**Source passage:**
· · ·
# 2 lost pigeons. AU centennial...



## Pixy (Mar 29, 2005)

AU 2010 Centennial 84144- All White with 1 pink and 1 gold band
AU 2010 Centennial 84143- Lavender bird with 1 green and 1 gold band 

They were lost in NH. They could travel to boardering states. Might have been caught by a hawk or are simply lost. Any help would be great.


----------



## Pixy (Mar 29, 2005)

please email me at [email protected]


----------



## Garye (Feb 20, 2005)

Don't know if this would be yours or not, but there's been a pigeon with a yellow band hanging around the ferals that I go visit every day. I haven't been able to get close to it enough to read the numbers. It seems like every day I come across a homer or racer in my feral flock in Massachusetts.


----------



## Pixy (Mar 29, 2005)

Hmm sounds like a 2009 if it is yellow and not gold. All of my birds have two bands, a year band and another color.


----------



## found_one (Feb 22, 2011)

Pixy said:


> AU 2010 Centennial 84144- All White with 1 pink and 1 gold band
> AU 2010 Centennial 84143- Lavender bird with 1 green and 1 gold band
> 
> They were lost in NH. They could travel to boardering states. Might have been caught by a hawk or are simply lost. Any help would be great.


Pixy, I believe I may have seen your white pigeon today! It had a gold band on it's right leg, with AU 2010 on the first line of text and CENTENNIAL on the second line of text. I can email you a hi-res picture (3.0 MB) if you wish. What a beautiful bird!


----------



## Msfreebird (Sep 23, 2007)

found_one said:


> Pixy, I believe I may have seen your white pigeon today! It had a gold band on it's right leg, with AU 2010 on the first line of text and CENTENNIAL on the second line of text. I can email you a hi-res picture (3.0 MB) if you wish. What a beautiful bird!


Doesn't look like Pixie has been on for a couple of weeks. I would try emailing her at the address listed above


----------



## spirit wings (Mar 29, 2008)

the thread was started june 2010... wonder if it is the same bird?... would'nt that be something.. hope it is...


----------



## RodSD (Oct 24, 2008)

That would be awesome.


----------



## Trogoe (Apr 19, 2011)

*Found Pigeon*

I found a yellow banded Pigeon today in woodland Hills CA. Has flight feathers cut, can anyone help me? I know how to care for him but want to get him home.
Thanks


----------



## Trogoe (Apr 19, 2011)

Band number is 20963


----------
· · ·
**Work required:** In the lost-pigeon thread, what bird carries band AU 2010 Centennial 84143, and what bands does it wear? The data has no connection to the lost-pigeon thread.
· · ·
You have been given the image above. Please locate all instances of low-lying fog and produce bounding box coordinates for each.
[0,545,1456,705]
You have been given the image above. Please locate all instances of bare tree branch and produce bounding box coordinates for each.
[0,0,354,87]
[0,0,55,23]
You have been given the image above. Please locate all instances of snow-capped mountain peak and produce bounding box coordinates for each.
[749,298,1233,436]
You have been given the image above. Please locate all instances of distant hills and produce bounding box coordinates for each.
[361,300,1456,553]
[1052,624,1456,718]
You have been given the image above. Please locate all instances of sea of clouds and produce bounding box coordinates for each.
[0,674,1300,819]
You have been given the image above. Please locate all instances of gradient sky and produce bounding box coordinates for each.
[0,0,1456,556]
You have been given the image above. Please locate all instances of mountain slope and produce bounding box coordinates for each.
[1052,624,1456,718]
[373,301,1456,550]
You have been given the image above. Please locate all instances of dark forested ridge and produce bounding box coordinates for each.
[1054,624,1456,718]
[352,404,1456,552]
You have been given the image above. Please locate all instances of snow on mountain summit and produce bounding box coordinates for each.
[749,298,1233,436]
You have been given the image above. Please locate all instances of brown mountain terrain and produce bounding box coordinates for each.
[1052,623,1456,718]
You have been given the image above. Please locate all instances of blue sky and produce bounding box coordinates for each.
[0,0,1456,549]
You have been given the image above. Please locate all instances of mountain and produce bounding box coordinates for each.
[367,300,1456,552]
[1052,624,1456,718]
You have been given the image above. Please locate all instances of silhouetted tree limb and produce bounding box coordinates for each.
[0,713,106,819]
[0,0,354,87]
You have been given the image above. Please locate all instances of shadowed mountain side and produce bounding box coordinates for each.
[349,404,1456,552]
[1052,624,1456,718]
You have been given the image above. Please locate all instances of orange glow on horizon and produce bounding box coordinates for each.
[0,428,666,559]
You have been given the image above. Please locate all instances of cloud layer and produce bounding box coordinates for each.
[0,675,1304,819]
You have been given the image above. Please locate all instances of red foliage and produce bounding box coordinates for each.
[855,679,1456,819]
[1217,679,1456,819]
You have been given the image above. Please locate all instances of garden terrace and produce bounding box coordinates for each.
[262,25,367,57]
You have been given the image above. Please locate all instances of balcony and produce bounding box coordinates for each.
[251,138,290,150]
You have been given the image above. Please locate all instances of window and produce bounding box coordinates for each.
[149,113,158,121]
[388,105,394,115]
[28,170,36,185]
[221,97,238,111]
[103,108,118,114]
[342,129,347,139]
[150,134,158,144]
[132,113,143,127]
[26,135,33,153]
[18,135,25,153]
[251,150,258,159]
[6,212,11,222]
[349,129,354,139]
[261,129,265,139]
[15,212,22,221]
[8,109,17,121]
· · ·
**Correct result:** It is a lavender bird with one green and one gold band.